▸ **Task instructions**
[1] Set down the passage on partisan politics word for word, starting with "I think reasonable people gave" and going on through "we should seek.".
[2] Supply the next part of the passage on partisan politics, picking up right after its final sentence.

▸ **Passage for review**
▬▬▬▬▬▬▬▬▬▬
I think it has more to do with you and me than it does Clinton or the Religious right.

I think free will comes into play in the equation. And with that free will comes responsibility.

I think reasonable people gave power to the flame throwers and partisan dividers and i think reasonable people can take it away.

We don't have to participate in that manner, even though there is a delicious guilty satisfaction sometimes in doing so.  The real question is whether an issue should rise or fall on its own merits without partisan rancor and if so is that a goal we should seek.

We can't control everyone but we should be able to control ourselves. And movements start with one person at a time.

I'll make an extra effort. What say you?

Meanwhile:
Quote
On health care, President Bush added a prescription drug benefit to Medicare

Yes, the largest entitlement program since LBJ and given to the wealthiest subgroup of Americans. Nice!
▬▬▬▬▬▬▬▬▬▬
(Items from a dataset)
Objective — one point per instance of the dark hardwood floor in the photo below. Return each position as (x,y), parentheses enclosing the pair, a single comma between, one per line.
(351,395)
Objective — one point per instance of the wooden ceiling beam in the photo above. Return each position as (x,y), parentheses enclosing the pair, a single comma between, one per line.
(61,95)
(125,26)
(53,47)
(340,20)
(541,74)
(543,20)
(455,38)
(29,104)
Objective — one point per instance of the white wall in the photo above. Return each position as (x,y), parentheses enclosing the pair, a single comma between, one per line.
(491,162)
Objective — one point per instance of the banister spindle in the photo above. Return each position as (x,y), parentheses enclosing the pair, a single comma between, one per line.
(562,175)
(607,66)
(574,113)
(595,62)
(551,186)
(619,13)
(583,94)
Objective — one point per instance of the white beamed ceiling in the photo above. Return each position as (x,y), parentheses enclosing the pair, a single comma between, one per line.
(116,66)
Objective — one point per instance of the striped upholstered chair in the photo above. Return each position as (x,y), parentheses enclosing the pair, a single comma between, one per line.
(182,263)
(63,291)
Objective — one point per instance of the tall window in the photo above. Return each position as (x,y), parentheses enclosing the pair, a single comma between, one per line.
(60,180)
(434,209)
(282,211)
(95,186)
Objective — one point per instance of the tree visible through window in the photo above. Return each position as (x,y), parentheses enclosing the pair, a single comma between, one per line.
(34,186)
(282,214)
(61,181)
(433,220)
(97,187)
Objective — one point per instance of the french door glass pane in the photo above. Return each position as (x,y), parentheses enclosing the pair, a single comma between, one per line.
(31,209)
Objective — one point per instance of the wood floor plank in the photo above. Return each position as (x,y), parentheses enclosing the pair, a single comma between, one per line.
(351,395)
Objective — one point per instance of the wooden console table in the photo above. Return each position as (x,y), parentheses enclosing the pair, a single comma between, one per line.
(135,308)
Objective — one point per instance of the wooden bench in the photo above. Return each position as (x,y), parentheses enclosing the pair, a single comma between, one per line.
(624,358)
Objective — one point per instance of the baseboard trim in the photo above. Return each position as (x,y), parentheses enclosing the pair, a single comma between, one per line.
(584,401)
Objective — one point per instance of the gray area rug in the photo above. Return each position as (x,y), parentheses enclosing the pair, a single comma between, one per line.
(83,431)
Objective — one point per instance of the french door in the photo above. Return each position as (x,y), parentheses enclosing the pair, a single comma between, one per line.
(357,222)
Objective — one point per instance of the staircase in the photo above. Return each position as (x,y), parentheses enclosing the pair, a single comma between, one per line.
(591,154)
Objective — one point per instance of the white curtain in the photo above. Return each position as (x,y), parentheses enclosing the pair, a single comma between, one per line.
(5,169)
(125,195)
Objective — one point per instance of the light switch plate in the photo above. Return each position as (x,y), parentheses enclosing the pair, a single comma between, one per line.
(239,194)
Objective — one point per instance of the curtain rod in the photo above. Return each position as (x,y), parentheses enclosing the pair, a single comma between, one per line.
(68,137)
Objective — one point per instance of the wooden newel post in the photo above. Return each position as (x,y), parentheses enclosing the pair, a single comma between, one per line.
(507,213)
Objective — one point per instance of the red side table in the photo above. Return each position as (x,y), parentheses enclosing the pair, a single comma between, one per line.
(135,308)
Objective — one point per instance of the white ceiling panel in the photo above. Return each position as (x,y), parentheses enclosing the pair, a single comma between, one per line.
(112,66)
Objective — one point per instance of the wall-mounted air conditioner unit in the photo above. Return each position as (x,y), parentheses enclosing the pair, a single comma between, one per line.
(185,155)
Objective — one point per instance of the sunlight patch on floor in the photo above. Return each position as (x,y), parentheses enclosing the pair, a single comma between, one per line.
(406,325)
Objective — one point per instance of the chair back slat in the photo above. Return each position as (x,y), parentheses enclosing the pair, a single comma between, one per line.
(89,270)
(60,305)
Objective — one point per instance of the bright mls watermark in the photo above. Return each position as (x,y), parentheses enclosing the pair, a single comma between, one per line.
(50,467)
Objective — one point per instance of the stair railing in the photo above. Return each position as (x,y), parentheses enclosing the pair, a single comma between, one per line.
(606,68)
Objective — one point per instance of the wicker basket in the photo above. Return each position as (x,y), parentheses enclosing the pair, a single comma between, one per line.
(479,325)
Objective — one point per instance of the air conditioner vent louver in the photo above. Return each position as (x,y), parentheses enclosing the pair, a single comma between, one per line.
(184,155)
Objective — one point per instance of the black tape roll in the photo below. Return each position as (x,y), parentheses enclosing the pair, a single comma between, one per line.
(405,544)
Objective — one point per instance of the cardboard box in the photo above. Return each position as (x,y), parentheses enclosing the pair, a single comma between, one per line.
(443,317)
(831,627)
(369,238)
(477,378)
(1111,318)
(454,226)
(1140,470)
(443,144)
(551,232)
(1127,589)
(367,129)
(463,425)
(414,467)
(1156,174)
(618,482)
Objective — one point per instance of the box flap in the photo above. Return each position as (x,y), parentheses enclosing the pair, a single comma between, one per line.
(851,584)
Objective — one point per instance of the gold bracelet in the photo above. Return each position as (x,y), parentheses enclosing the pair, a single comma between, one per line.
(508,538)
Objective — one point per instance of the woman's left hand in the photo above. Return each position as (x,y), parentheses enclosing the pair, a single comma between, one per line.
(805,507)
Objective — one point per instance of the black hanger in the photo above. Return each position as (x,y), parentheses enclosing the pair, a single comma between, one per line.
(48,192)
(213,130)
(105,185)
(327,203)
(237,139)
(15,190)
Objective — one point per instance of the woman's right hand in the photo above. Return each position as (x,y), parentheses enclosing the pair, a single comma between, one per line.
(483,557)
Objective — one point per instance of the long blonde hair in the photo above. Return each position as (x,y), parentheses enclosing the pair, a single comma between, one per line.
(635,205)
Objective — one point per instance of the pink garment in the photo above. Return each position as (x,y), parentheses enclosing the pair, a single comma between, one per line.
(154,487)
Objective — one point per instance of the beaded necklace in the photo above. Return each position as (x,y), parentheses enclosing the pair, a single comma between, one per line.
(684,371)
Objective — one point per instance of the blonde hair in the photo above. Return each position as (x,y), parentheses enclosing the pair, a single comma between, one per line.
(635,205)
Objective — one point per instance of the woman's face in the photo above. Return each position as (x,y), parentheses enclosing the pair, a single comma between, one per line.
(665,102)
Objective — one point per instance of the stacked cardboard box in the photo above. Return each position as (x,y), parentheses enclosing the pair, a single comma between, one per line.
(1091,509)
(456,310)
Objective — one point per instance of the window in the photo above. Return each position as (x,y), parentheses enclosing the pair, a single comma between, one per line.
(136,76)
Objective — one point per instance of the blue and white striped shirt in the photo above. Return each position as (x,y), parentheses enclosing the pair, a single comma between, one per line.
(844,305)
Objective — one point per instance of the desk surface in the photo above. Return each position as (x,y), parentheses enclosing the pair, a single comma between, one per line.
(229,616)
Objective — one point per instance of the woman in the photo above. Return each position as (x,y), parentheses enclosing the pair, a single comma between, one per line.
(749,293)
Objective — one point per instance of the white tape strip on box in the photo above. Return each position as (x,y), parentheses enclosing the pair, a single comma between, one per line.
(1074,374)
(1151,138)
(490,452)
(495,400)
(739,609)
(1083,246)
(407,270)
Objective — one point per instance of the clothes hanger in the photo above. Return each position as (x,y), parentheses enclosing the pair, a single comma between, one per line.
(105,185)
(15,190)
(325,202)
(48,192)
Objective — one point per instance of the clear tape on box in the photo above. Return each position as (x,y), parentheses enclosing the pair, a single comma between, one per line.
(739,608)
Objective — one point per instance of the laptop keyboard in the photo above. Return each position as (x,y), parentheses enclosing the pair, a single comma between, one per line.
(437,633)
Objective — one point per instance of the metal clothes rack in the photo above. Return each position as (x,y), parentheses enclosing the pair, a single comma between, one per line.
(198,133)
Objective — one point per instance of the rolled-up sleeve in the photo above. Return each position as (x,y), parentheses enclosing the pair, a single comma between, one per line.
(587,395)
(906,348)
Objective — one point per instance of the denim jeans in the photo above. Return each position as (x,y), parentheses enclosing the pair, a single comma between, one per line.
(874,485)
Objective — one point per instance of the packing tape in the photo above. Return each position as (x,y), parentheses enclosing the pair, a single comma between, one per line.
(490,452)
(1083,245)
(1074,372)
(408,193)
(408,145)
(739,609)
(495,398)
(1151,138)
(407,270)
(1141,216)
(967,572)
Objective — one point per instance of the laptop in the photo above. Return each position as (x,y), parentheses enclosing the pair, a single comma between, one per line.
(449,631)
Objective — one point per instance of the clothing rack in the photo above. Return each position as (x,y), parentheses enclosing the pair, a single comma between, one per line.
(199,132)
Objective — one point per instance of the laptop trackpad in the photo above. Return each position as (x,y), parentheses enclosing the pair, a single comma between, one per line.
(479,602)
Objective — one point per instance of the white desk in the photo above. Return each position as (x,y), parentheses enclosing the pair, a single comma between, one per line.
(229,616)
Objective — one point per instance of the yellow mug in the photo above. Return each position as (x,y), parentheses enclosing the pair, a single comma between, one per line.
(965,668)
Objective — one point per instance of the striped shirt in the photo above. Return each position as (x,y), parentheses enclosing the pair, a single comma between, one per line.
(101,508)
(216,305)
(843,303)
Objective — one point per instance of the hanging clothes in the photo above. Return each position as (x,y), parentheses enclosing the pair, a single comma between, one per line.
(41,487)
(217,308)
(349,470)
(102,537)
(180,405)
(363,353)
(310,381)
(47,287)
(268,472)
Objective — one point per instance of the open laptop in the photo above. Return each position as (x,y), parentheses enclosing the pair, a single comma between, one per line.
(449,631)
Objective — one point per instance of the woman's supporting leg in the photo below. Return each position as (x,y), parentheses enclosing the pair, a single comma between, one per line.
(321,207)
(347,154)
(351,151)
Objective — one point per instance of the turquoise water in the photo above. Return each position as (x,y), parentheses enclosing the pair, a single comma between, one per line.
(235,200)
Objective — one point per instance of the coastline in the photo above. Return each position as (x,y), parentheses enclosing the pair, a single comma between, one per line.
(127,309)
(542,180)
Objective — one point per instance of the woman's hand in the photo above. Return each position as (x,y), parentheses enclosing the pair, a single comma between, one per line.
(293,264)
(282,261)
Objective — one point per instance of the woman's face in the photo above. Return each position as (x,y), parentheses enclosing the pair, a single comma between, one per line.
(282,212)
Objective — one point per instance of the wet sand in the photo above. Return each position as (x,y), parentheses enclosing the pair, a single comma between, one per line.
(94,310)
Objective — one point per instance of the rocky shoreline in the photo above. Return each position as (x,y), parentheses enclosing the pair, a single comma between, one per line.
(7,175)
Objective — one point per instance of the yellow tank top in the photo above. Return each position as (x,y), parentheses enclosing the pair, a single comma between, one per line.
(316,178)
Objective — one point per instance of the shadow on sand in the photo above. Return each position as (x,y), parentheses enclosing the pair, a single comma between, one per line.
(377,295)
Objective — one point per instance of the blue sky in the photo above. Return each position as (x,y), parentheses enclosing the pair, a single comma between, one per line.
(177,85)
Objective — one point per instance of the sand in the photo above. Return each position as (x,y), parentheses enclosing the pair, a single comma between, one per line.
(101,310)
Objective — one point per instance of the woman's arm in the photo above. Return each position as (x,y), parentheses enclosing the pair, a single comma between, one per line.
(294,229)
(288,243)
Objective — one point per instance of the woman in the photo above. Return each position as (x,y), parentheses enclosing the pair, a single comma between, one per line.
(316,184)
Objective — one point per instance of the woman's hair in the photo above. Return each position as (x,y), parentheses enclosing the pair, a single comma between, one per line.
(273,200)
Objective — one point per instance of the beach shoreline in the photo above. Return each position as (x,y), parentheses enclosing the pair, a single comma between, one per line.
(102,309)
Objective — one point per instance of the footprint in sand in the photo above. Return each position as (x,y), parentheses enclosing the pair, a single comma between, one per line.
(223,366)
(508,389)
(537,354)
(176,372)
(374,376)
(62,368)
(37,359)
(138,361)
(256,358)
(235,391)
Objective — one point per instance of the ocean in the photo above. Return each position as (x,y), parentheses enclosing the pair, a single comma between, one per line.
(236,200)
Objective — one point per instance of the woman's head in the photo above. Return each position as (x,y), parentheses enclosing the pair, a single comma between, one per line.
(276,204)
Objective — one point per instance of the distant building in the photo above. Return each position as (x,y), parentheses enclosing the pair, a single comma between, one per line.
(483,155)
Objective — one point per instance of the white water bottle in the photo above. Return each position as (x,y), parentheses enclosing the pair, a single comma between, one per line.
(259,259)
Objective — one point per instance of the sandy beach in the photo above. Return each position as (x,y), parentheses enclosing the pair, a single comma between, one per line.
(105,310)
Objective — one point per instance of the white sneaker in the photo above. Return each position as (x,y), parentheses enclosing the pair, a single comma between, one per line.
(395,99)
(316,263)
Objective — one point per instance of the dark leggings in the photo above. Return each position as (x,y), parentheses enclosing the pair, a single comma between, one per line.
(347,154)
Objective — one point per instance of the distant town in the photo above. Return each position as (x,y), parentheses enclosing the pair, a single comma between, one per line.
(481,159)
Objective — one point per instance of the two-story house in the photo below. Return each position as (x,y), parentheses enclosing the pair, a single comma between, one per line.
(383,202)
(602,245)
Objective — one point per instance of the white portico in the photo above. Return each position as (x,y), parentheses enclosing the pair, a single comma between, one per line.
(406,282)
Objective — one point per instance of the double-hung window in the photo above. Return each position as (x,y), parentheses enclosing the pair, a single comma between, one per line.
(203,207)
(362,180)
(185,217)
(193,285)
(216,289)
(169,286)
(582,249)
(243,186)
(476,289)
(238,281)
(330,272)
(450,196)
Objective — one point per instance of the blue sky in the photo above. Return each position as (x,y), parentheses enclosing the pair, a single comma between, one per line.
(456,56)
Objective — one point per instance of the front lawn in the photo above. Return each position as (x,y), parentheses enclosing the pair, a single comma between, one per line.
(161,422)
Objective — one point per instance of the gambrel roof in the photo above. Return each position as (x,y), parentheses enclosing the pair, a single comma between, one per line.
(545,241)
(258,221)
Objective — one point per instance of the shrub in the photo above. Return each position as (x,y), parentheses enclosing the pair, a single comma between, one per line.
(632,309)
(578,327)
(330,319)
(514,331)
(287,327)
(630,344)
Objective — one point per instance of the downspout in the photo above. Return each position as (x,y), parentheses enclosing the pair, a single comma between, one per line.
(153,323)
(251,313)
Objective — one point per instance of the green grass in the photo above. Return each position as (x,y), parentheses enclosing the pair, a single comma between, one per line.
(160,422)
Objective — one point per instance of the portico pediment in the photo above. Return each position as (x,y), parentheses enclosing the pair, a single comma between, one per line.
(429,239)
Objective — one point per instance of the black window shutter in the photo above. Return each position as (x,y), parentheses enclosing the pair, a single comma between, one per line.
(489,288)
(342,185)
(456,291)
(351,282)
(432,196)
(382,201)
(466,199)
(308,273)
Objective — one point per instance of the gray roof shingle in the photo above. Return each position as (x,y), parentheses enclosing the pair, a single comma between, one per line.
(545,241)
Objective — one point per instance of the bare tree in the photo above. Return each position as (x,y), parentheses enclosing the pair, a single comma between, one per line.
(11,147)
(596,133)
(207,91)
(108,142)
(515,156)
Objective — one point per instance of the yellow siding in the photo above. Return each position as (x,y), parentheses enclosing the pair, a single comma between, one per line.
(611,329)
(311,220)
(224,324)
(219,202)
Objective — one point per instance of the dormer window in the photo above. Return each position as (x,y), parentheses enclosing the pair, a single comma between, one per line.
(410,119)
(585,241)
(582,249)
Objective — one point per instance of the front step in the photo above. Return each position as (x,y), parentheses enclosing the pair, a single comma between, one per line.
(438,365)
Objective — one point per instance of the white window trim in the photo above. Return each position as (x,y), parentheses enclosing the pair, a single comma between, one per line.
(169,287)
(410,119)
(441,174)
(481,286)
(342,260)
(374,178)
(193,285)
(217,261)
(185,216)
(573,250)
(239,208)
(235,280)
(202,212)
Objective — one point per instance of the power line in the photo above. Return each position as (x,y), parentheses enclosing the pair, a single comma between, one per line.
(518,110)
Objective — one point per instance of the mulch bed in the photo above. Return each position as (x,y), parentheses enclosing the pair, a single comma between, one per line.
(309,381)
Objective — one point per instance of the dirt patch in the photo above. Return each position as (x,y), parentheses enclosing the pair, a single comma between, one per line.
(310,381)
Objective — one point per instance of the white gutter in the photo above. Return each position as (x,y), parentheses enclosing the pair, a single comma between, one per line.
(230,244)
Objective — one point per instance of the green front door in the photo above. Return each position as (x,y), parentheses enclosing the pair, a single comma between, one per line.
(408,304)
▬▬▬▬▬▬▬▬▬▬
▸ **Responses to the exercise**
[1]
I think reasonable people gave power to the flame throwers and partisan dividers and i think reasonable people can take it away.

We don't have to participate in that manner, even though there is a delicious guilty satisfaction sometimes in doing so.  The real question is whether an issue should rise or fall on its own merits without partisan rancor and if so is that a goal we should seek.

[2]
The same people who are eligible for the drug benefit are those eligible for the medical care. And those folks were sold as cat food eating grandma's.

The goal of universal healthcare means everyone gets health care, correct?
Not just democrats, not just old folks, not just black folk, but everyone, rich or poor , black or white, young and old.

Seems to me our medical system is as convoluted as our tax system.

Both need to be overhauled. Flattened and equalized. And maybe that is a way to get it done.